Extract provided ->
• • • •
How to enable slurm services

Yes, it’s required. We should try to get slurmdbd running, then slurmctld, then slurm. To see the reason a daemon failed to start you can use e.g.:

journalctl -u slurmdbd --since boot

Note that our installer deploys some configuration files for all these. In our configuration, slurmdbd requires a MariaDB database (which the installer normally sets up).

Assuming everything was installed properly, MariaDB doesn’t like system crashes and power failures, so if you had one you’ll need to type in a couple of commands to repair the database.

Hello,

This is the result:

-- Logs begin at Thu 2017-12-21 05:54:07 +08, end at Wed 2018-01-03 17:15:57 +08. --
Jan 02 10:19:06 ESSCGeo-Sen2Agri systemd[1]: Starting Slurm DBD accounting daemon...
Jan 02 10:20:36 ESSCGeo-Sen2Agri systemd[1]: slurmdbd.service start operation timed out. Terminating.
Jan 02 10:20:36 ESSCGeo-Sen2Agri systemd[1]: Failed to start Slurm DBD accounting daemon.
Jan 02 10:20:36 ESSCGeo-Sen2Agri systemd[1]: Unit slurmdbd.service entered failed state.
Jan 02 10:20:36 ESSCGeo-Sen2Agri systemd[1]: slurmdbd.service failed.

When I tried to start it:

`Job for slurmdbd.service failed because a timeout was exceeded. See "systemctl status slurmdbd.service" and "journalctl -xe" for details.`

Can I uninstall and reinstall it again?
• • • •
Entries shown ->
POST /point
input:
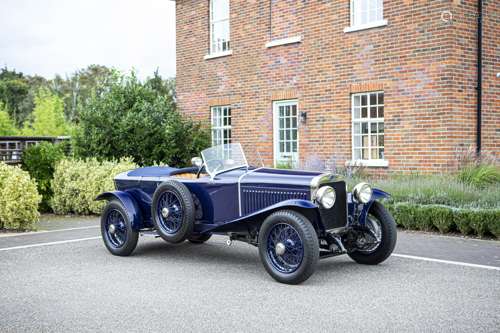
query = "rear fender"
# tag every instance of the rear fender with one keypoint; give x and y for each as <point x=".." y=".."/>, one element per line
<point x="377" y="195"/>
<point x="131" y="207"/>
<point x="304" y="207"/>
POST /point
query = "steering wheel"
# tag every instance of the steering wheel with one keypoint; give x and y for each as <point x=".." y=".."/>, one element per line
<point x="218" y="164"/>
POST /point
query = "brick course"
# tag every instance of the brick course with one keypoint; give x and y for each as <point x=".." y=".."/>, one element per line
<point x="425" y="66"/>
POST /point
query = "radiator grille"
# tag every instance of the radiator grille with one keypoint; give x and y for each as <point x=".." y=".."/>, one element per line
<point x="254" y="198"/>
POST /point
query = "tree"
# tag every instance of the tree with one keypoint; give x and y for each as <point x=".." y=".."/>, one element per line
<point x="7" y="126"/>
<point x="14" y="88"/>
<point x="131" y="119"/>
<point x="48" y="116"/>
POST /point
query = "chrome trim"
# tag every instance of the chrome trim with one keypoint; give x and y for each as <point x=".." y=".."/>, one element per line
<point x="324" y="178"/>
<point x="239" y="187"/>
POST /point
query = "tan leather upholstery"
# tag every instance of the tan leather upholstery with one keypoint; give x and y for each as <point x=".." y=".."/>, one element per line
<point x="188" y="175"/>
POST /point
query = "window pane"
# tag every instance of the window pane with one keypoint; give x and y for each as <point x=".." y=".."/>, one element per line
<point x="357" y="113"/>
<point x="381" y="98"/>
<point x="364" y="128"/>
<point x="381" y="112"/>
<point x="357" y="154"/>
<point x="357" y="141"/>
<point x="357" y="100"/>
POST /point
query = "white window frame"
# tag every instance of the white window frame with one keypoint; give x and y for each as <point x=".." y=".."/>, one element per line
<point x="276" y="131"/>
<point x="214" y="51"/>
<point x="376" y="162"/>
<point x="217" y="124"/>
<point x="371" y="24"/>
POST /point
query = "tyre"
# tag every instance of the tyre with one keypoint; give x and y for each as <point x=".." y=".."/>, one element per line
<point x="199" y="239"/>
<point x="173" y="211"/>
<point x="382" y="224"/>
<point x="288" y="247"/>
<point x="116" y="229"/>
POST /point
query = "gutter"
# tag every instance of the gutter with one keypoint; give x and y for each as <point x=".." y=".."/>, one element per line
<point x="479" y="75"/>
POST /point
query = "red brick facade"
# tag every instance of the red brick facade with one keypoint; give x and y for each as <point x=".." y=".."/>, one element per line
<point x="424" y="60"/>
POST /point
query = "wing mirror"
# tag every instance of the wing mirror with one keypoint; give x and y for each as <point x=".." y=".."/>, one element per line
<point x="197" y="162"/>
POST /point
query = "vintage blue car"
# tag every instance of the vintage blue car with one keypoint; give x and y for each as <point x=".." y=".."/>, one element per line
<point x="293" y="217"/>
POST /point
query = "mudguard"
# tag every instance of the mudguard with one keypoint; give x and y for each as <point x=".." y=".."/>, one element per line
<point x="131" y="206"/>
<point x="377" y="195"/>
<point x="305" y="207"/>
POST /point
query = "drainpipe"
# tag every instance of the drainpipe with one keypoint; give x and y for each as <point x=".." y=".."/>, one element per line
<point x="479" y="74"/>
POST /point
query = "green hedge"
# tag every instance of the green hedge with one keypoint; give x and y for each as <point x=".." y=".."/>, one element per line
<point x="19" y="199"/>
<point x="40" y="161"/>
<point x="444" y="219"/>
<point x="77" y="183"/>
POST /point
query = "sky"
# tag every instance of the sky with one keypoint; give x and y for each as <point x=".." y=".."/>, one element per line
<point x="48" y="37"/>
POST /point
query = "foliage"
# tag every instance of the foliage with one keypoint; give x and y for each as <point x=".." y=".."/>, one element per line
<point x="437" y="190"/>
<point x="40" y="161"/>
<point x="133" y="119"/>
<point x="445" y="219"/>
<point x="7" y="126"/>
<point x="48" y="116"/>
<point x="77" y="183"/>
<point x="480" y="175"/>
<point x="19" y="199"/>
<point x="14" y="88"/>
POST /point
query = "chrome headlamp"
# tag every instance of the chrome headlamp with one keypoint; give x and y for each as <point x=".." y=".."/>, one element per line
<point x="362" y="192"/>
<point x="326" y="196"/>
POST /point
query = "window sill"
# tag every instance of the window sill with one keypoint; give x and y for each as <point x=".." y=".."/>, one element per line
<point x="284" y="41"/>
<point x="368" y="163"/>
<point x="218" y="55"/>
<point x="370" y="25"/>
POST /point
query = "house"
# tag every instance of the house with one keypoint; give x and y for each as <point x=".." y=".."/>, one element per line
<point x="391" y="85"/>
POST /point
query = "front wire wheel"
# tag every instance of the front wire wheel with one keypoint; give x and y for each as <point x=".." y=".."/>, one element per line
<point x="383" y="233"/>
<point x="116" y="229"/>
<point x="288" y="246"/>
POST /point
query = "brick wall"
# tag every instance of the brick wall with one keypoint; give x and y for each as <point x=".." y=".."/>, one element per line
<point x="426" y="67"/>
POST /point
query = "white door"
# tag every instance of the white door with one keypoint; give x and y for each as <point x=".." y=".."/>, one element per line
<point x="286" y="133"/>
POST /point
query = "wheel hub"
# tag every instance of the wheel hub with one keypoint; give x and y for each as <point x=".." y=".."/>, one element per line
<point x="280" y="249"/>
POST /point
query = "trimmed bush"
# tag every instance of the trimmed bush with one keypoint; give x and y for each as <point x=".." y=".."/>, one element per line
<point x="461" y="217"/>
<point x="480" y="175"/>
<point x="77" y="183"/>
<point x="19" y="199"/>
<point x="40" y="161"/>
<point x="442" y="218"/>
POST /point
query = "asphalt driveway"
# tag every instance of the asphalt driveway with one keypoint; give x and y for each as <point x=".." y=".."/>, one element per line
<point x="65" y="280"/>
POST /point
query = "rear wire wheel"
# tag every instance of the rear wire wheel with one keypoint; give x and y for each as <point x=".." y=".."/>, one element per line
<point x="173" y="211"/>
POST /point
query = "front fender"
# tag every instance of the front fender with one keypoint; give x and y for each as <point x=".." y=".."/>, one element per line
<point x="305" y="207"/>
<point x="131" y="207"/>
<point x="376" y="195"/>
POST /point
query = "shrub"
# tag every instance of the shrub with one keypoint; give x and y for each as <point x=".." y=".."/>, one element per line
<point x="136" y="120"/>
<point x="19" y="199"/>
<point x="77" y="183"/>
<point x="442" y="218"/>
<point x="7" y="127"/>
<point x="40" y="161"/>
<point x="480" y="175"/>
<point x="462" y="221"/>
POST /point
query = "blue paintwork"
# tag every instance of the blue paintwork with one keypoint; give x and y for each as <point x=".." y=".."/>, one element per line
<point x="262" y="191"/>
<point x="131" y="206"/>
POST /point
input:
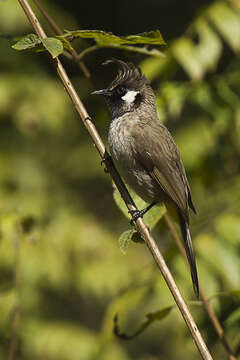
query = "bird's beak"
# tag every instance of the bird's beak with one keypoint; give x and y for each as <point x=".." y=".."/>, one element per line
<point x="104" y="92"/>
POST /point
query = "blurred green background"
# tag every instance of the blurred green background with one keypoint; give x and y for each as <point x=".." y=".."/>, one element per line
<point x="62" y="275"/>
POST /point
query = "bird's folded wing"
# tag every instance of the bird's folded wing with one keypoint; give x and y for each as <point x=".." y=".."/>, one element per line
<point x="158" y="154"/>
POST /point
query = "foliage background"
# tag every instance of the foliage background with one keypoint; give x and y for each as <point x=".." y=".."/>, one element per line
<point x="62" y="276"/>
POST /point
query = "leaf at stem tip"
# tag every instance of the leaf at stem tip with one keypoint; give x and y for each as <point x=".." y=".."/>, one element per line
<point x="104" y="38"/>
<point x="53" y="45"/>
<point x="27" y="42"/>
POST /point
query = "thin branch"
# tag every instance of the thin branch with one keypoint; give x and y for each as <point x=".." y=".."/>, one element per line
<point x="211" y="313"/>
<point x="58" y="31"/>
<point x="16" y="285"/>
<point x="143" y="229"/>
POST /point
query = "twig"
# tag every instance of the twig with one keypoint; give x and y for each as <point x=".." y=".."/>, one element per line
<point x="211" y="313"/>
<point x="16" y="310"/>
<point x="143" y="229"/>
<point x="58" y="31"/>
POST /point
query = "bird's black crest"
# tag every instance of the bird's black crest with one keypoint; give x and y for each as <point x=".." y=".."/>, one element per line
<point x="127" y="73"/>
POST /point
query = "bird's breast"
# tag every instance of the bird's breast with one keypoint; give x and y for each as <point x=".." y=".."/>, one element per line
<point x="123" y="152"/>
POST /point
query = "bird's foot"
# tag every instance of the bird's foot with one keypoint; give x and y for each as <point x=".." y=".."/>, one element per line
<point x="135" y="215"/>
<point x="139" y="213"/>
<point x="104" y="162"/>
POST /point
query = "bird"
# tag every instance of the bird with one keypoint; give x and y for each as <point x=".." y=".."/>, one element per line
<point x="144" y="151"/>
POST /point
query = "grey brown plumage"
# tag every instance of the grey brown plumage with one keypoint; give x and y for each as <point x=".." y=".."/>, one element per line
<point x="144" y="150"/>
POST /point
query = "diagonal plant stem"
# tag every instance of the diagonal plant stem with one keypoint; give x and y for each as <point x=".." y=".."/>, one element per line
<point x="142" y="228"/>
<point x="58" y="31"/>
<point x="210" y="311"/>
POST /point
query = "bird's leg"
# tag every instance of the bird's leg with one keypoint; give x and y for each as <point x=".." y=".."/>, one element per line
<point x="105" y="158"/>
<point x="139" y="213"/>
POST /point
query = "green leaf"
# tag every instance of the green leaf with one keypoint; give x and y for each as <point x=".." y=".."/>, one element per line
<point x="150" y="318"/>
<point x="27" y="42"/>
<point x="103" y="38"/>
<point x="54" y="46"/>
<point x="65" y="42"/>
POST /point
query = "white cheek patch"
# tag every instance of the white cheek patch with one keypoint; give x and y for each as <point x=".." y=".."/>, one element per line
<point x="130" y="96"/>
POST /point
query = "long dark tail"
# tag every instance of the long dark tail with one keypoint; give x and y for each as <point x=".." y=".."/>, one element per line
<point x="190" y="252"/>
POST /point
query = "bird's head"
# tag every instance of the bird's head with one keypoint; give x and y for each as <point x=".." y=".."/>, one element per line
<point x="128" y="91"/>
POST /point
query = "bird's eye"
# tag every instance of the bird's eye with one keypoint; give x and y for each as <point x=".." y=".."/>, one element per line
<point x="121" y="90"/>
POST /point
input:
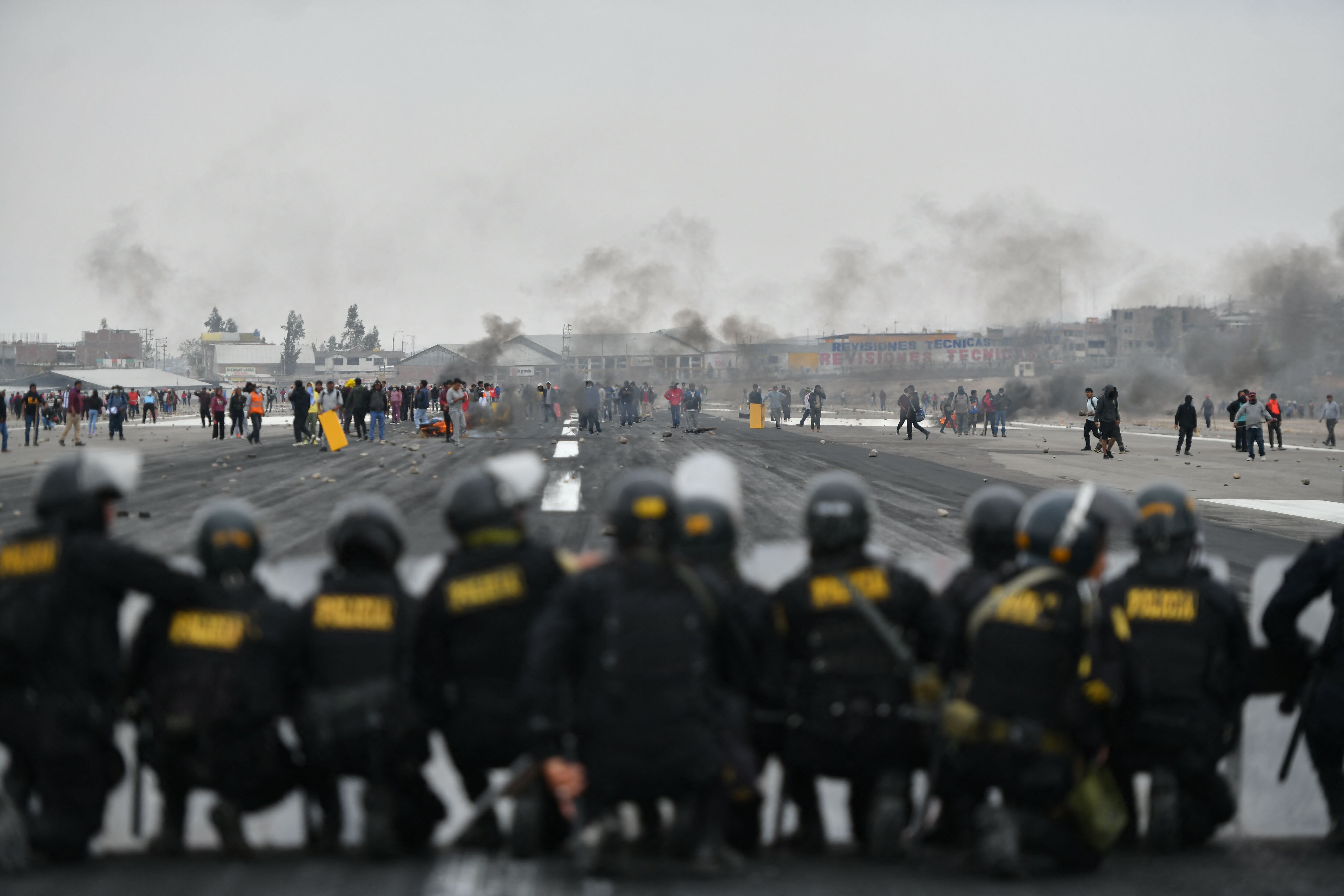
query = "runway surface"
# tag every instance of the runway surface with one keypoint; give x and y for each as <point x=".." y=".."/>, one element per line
• • • •
Written tasks ->
1. Edit the passage of the Slurm services thread starting with "Note that our" and going on through "timed out. Terminating." so that "MariaDB" is replaced with "PostgreSQL".
2. According to the Slurm services thread, what does slurmdbd require in the configuration described?

Outputs in order ->
1.
Note that our installer deploys some configuration files for all these. In our configuration, slurmdbd requires a PostgreSQL database (which the installer normally sets up).

Assuming everything was installed properly, PostgreSQL doesn’t like system crashes and power failures, so if you had one you’ll need to type in a couple of commands to repair the database.

Hello,

This is the result:

-- Logs begin at Thu 2017-12-21 05:54:07 +08, end at Wed 2018-01-03 17:15:57 +08. --
Jan 02 10:19:06 ESSCGeo-Sen2Agri systemd[1]: Starting Slurm DBD accounting daemon...
Jan 02 10:20:36 ESSCGeo-Sen2Agri systemd[1]: slurmdbd.service start operation timed out. Terminating.

2. A MariaDB database, which the installer normally sets up.